#### Data to process ####

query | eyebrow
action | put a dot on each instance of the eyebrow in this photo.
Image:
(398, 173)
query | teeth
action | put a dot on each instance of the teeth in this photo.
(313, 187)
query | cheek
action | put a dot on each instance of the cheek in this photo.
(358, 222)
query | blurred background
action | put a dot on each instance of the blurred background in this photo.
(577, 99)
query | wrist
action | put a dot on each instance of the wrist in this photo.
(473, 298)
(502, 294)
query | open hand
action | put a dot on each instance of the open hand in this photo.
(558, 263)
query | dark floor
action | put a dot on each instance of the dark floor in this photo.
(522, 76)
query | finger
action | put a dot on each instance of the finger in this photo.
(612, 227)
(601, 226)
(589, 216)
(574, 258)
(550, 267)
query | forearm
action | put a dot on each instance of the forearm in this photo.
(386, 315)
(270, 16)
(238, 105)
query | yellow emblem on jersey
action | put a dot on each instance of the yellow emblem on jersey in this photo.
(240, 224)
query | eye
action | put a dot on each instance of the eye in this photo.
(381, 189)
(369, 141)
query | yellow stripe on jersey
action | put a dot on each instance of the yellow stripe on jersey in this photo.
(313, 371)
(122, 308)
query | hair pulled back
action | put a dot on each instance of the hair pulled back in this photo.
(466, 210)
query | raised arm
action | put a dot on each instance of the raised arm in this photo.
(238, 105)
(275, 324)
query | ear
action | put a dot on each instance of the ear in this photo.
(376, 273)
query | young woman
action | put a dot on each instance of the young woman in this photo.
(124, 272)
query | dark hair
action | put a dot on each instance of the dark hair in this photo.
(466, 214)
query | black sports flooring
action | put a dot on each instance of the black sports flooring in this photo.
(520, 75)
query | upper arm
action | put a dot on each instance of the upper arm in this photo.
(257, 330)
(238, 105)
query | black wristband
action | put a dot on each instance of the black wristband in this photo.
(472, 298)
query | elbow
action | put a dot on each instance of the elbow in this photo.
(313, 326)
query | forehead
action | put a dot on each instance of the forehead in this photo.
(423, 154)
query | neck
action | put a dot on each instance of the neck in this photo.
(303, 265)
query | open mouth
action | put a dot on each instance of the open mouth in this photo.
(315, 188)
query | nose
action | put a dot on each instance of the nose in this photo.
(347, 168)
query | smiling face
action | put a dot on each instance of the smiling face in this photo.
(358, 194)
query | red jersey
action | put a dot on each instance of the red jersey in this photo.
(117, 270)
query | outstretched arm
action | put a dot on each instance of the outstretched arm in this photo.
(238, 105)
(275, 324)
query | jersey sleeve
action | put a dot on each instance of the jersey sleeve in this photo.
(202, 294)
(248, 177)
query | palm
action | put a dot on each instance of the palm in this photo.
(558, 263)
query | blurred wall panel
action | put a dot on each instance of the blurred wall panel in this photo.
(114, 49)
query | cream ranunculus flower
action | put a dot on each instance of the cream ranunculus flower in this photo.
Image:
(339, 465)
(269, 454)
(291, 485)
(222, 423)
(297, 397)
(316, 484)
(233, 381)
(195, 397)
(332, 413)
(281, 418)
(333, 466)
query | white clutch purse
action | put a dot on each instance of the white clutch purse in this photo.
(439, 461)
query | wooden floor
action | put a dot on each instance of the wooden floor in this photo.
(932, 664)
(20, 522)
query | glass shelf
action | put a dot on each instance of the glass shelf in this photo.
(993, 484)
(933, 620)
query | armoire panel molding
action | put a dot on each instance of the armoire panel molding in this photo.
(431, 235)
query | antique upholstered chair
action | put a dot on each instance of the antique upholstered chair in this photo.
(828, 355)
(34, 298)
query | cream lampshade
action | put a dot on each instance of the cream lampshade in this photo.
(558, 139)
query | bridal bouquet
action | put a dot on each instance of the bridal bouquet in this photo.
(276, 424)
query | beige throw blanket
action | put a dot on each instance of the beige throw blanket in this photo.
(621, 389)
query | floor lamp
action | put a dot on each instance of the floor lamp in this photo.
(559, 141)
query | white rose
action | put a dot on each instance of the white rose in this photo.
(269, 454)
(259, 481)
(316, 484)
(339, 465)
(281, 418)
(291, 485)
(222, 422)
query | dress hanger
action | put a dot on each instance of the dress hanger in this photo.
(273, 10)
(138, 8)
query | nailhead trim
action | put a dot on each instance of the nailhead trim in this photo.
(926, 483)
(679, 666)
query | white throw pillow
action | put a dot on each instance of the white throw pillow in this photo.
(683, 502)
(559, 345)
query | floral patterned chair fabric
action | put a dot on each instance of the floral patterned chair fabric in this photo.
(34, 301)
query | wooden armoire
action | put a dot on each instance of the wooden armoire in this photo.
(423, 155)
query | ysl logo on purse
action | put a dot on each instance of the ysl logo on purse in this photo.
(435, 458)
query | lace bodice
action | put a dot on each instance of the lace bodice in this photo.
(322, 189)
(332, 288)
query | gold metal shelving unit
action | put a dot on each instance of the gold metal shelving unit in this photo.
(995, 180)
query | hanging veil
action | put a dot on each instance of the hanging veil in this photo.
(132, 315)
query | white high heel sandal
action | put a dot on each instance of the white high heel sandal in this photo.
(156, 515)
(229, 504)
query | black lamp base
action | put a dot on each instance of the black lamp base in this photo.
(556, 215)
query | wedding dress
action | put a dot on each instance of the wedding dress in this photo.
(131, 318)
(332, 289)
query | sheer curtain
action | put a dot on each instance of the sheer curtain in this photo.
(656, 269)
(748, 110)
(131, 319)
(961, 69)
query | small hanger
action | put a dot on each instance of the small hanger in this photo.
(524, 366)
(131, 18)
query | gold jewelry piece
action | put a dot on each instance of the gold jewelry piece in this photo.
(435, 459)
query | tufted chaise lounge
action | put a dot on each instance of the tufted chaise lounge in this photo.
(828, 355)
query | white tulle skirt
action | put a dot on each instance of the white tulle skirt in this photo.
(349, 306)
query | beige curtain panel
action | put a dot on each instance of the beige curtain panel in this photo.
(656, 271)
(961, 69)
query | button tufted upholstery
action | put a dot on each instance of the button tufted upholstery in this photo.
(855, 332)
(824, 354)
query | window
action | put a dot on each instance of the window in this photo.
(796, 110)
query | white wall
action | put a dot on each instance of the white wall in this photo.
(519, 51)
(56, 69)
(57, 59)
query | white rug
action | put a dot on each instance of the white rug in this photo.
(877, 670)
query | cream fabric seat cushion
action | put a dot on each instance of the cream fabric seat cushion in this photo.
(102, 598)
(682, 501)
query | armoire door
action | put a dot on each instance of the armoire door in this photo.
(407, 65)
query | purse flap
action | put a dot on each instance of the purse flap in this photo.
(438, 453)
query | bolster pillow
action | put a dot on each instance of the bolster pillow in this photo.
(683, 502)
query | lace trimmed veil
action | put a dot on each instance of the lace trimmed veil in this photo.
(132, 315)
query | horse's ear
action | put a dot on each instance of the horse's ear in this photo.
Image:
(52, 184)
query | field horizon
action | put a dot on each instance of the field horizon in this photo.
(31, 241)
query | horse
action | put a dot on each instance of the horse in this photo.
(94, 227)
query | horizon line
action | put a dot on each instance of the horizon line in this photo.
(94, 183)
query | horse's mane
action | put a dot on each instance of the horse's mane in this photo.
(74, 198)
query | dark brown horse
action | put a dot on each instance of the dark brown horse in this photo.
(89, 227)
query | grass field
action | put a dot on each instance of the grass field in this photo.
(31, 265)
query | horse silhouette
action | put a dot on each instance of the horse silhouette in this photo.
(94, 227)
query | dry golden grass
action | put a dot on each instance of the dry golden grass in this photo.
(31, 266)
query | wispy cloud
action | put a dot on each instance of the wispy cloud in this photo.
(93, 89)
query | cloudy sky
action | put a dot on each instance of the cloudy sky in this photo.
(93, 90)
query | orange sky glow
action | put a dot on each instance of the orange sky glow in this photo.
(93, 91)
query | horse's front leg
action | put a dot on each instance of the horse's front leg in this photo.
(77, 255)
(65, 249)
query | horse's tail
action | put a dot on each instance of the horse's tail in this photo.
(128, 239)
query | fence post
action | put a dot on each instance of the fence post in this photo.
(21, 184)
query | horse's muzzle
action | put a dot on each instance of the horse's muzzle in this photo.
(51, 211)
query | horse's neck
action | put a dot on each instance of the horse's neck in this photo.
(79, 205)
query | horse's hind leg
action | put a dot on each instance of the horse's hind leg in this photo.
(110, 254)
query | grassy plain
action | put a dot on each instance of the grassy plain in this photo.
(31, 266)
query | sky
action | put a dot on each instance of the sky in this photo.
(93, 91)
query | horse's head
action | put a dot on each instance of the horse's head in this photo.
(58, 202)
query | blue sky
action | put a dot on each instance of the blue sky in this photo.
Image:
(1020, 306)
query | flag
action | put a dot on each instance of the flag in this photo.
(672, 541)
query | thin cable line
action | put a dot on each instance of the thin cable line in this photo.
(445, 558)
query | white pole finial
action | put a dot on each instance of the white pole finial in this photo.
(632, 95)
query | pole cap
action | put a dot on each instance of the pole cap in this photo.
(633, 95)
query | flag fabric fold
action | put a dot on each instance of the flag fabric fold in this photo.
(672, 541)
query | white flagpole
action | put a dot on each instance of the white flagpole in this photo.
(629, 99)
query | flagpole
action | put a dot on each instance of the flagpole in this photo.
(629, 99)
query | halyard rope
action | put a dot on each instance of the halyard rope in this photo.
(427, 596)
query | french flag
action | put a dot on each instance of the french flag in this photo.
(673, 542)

####

Please copy each line of the material that contains the word "flower".

## Answer
query | cream ranunculus flower
action | put a dot on each instance of the cream ranunculus flower in this photo.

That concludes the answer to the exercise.